- THE PROBLEM -
Everything from the line containing "Target: green moss" to the last line of the records must be returned verbatim; nothing else belongs in the output.
-------
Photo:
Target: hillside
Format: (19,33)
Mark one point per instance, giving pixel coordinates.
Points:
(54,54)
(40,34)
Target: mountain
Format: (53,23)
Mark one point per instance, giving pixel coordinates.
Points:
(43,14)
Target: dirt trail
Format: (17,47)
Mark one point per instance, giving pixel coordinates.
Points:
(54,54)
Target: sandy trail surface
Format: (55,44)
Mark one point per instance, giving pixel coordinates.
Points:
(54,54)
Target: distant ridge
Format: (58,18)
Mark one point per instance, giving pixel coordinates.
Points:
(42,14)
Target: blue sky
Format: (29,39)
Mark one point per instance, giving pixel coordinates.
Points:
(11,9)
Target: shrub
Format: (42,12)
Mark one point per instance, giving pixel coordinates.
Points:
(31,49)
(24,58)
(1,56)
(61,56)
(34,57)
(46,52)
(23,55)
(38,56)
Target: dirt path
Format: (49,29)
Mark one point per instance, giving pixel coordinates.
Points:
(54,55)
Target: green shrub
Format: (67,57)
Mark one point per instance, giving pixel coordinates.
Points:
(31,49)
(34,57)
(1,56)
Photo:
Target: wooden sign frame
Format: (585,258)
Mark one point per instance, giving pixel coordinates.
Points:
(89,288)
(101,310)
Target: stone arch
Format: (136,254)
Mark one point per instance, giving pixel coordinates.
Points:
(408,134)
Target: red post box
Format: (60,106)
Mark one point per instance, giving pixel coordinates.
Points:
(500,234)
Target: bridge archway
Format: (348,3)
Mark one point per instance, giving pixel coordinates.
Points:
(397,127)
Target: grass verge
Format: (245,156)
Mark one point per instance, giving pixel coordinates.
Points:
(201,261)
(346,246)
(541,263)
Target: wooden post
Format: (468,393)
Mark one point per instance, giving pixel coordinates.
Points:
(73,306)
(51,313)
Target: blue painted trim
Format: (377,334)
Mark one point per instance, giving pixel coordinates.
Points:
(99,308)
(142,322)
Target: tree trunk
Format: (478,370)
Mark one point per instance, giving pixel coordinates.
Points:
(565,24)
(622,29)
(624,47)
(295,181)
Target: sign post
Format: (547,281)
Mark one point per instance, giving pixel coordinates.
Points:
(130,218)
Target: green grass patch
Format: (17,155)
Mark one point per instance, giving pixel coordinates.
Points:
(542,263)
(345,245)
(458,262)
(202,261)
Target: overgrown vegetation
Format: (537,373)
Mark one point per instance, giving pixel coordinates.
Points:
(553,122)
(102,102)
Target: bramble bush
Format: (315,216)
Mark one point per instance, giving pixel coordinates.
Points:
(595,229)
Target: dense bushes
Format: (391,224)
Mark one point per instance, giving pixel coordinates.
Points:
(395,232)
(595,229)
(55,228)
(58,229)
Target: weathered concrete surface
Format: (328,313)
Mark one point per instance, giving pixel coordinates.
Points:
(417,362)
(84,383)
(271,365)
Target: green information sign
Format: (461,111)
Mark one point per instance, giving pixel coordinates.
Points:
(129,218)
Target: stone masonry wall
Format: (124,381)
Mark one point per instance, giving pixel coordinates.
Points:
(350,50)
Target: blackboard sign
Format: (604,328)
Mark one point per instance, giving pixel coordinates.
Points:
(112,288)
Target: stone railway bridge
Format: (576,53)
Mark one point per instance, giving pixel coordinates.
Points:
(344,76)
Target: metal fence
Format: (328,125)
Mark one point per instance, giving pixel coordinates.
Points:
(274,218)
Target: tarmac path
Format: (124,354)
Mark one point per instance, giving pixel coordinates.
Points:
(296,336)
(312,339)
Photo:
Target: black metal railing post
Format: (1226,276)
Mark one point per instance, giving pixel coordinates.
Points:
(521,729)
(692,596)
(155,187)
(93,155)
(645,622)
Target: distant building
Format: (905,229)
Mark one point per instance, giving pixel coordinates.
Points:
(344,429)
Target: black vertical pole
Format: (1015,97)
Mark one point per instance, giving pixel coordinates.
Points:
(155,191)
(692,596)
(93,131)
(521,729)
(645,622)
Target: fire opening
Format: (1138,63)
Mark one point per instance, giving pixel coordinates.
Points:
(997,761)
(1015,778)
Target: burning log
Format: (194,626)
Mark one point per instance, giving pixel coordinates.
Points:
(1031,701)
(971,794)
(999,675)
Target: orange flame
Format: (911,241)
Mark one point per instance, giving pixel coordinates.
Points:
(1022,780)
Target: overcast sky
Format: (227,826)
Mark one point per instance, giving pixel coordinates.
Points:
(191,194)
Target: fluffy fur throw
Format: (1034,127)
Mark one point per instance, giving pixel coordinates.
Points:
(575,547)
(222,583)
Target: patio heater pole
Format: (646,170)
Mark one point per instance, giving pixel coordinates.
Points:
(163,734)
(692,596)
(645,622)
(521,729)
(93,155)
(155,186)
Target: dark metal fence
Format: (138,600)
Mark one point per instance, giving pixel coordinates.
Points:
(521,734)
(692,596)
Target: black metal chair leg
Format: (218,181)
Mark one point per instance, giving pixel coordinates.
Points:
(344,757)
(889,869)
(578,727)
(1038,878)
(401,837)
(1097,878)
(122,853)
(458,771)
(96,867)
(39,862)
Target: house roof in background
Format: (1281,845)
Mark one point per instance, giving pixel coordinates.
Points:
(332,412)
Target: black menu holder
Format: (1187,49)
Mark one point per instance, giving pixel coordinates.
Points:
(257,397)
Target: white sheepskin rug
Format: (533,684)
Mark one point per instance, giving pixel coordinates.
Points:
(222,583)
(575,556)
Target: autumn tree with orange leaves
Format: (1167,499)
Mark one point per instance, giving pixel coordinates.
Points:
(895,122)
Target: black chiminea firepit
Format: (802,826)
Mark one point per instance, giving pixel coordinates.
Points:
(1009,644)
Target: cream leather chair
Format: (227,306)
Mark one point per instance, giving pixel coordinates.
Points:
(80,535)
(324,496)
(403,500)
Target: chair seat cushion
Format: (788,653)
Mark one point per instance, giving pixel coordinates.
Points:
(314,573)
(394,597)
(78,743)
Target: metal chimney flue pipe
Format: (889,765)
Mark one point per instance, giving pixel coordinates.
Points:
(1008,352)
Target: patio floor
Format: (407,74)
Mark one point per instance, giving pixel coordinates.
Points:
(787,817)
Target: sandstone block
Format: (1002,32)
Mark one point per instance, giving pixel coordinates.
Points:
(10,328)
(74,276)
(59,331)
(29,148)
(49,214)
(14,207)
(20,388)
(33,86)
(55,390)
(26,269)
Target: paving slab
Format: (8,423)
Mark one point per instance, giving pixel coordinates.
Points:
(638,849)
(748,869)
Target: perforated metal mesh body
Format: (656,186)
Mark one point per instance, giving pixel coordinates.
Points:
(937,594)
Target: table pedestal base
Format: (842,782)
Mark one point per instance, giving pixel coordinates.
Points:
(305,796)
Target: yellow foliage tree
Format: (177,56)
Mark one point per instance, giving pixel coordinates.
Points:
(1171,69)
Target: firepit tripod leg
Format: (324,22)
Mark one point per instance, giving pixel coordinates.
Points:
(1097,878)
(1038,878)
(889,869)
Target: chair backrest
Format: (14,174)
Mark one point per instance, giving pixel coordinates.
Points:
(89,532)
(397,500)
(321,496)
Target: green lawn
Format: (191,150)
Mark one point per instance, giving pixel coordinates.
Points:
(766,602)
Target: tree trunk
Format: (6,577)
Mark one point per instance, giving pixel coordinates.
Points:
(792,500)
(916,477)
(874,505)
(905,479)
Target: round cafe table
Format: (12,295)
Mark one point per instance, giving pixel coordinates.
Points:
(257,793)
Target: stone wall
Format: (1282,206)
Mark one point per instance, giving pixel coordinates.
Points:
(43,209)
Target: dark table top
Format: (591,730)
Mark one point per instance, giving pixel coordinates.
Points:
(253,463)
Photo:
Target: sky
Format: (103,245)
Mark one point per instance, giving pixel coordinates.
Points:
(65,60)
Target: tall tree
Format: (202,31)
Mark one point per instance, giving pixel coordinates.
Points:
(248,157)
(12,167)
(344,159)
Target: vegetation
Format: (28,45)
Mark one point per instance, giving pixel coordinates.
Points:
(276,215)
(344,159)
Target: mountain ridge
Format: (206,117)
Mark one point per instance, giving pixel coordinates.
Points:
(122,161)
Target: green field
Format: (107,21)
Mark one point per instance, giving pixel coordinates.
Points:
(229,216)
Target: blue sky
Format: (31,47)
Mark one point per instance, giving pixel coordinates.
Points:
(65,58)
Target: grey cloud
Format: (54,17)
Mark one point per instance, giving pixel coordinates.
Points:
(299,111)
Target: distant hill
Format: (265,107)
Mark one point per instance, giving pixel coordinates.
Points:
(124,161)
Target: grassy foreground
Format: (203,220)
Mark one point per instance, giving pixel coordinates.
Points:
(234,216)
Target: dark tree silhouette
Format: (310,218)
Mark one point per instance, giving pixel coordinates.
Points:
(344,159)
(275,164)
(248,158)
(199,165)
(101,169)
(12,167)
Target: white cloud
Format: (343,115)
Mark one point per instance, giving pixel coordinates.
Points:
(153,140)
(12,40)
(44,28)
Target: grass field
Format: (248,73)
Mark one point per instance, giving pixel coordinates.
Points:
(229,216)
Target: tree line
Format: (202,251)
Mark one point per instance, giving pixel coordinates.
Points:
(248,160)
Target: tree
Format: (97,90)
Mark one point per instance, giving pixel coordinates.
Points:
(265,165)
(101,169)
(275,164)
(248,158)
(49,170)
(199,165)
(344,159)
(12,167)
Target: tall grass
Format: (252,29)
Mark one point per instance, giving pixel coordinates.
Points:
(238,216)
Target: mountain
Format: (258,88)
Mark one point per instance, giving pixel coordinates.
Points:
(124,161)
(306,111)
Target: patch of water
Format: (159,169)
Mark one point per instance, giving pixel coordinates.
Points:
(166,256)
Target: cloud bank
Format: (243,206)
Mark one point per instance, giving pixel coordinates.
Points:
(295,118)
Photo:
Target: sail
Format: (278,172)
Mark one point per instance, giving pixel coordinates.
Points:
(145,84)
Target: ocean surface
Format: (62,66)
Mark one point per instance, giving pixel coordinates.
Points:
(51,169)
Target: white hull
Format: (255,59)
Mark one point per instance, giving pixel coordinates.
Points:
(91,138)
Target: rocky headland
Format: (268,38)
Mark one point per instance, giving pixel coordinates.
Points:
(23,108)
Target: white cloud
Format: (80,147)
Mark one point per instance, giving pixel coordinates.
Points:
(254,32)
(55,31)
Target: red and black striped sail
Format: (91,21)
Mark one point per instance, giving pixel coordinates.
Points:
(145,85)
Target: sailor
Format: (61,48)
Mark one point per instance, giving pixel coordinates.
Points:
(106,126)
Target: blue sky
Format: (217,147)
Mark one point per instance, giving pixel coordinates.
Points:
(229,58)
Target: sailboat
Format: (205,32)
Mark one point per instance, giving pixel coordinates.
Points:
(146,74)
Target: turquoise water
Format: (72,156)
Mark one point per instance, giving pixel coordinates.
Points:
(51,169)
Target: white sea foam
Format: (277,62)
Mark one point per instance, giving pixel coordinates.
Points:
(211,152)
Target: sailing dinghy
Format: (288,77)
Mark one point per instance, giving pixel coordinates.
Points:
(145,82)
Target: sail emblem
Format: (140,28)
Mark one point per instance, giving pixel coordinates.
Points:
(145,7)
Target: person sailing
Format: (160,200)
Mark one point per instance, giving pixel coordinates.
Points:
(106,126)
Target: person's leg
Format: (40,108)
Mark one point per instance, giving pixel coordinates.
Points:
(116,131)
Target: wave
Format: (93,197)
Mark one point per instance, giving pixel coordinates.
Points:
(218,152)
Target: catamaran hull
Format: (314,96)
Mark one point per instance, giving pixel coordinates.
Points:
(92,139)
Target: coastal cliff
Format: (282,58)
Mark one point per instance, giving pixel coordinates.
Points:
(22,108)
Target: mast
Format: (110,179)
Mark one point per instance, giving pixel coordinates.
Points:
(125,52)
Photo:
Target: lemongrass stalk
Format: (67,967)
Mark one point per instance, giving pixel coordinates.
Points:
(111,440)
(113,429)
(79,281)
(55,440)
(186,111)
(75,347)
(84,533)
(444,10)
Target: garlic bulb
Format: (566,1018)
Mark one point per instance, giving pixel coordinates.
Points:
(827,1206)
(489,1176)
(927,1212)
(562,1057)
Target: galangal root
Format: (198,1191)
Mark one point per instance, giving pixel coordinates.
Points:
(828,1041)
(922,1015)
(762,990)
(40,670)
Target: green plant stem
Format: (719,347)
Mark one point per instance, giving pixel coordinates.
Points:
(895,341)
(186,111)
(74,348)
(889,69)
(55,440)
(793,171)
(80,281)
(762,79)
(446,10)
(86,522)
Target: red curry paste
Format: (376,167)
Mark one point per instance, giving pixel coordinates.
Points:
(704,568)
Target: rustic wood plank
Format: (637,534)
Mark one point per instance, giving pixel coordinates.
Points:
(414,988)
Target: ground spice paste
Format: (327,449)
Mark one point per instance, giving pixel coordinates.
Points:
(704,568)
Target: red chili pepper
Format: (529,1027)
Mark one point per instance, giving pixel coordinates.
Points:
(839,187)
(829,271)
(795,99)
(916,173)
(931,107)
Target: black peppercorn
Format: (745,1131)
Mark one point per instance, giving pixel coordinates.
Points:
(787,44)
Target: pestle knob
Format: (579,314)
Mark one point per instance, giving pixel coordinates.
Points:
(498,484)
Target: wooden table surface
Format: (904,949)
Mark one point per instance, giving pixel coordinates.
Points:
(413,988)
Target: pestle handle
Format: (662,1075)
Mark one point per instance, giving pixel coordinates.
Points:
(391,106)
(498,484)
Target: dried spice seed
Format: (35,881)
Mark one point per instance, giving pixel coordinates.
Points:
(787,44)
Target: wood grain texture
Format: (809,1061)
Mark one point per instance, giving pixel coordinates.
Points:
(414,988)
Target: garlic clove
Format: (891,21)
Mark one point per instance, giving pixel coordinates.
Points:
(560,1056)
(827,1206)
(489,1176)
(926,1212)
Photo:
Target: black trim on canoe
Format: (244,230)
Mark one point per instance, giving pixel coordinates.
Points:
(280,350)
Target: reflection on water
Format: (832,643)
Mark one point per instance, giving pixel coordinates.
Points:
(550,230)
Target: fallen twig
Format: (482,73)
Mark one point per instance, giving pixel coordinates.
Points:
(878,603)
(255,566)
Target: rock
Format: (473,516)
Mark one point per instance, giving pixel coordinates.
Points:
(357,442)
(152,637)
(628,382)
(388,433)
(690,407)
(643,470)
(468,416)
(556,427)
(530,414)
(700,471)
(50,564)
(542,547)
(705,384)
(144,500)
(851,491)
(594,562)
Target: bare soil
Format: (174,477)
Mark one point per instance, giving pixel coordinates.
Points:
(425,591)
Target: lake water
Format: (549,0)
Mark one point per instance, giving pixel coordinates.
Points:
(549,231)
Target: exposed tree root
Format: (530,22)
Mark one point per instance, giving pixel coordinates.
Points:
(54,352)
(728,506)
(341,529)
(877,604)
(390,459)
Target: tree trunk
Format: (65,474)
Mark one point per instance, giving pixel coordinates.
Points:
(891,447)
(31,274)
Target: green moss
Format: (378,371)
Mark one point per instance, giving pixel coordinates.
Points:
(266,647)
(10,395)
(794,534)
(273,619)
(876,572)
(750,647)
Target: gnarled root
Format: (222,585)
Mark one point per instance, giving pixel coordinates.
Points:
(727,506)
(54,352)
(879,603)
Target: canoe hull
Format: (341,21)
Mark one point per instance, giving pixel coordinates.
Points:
-------
- RESULT OF THE TASK -
Target: green moss
Format: (378,371)
Mark one point per instance, giving pixel coordinates.
Points:
(266,647)
(10,395)
(794,534)
(273,619)
(876,572)
(750,647)
Target: gnarled root
Format: (222,585)
Mark one point per instance, giving pixel coordinates.
Points:
(727,506)
(54,352)
(879,603)
Target: canoe hull
Format: (341,21)
Mark one point per instance, giving pixel coordinates.
Points:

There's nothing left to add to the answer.